▶ _Your task_:
Search the records for the word "building" and report each line that has it.

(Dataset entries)
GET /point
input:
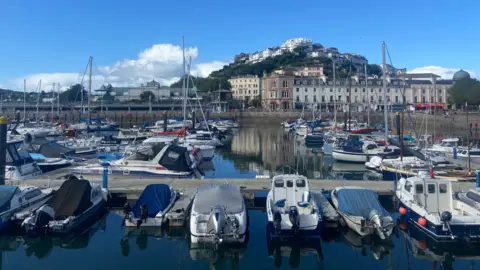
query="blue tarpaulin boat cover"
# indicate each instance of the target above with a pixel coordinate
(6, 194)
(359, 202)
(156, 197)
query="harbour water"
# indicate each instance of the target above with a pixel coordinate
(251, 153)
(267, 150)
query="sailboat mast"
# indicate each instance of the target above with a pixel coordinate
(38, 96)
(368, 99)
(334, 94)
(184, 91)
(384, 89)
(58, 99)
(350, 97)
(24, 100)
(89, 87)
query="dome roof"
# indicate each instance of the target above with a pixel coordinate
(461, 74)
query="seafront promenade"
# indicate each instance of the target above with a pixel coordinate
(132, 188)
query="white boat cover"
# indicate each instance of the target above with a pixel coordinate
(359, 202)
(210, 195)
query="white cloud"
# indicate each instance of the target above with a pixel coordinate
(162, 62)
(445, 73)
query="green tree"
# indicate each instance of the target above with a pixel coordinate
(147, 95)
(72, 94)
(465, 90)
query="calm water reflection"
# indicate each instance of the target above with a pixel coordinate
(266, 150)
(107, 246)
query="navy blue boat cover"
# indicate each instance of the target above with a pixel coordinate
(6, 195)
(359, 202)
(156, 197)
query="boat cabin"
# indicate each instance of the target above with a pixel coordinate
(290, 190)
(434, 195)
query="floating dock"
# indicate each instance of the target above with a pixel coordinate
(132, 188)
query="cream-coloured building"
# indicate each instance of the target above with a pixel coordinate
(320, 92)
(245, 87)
* * *
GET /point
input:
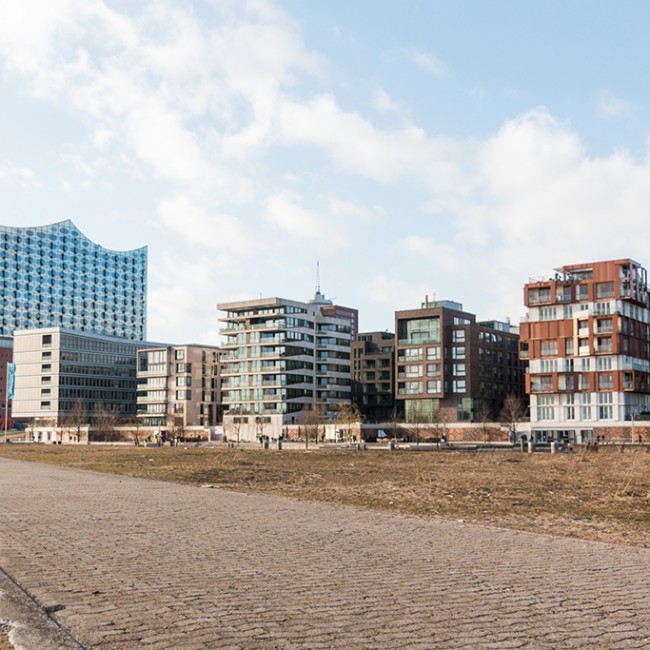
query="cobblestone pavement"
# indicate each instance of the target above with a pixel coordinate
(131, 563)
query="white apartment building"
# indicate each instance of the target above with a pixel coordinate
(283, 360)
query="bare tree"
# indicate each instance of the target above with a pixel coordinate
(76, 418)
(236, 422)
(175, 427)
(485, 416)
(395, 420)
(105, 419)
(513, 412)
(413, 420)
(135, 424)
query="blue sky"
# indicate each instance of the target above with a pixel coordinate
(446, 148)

▶ _Solution for this exercise_:
query="cream-coloured building"
query="white apartment building"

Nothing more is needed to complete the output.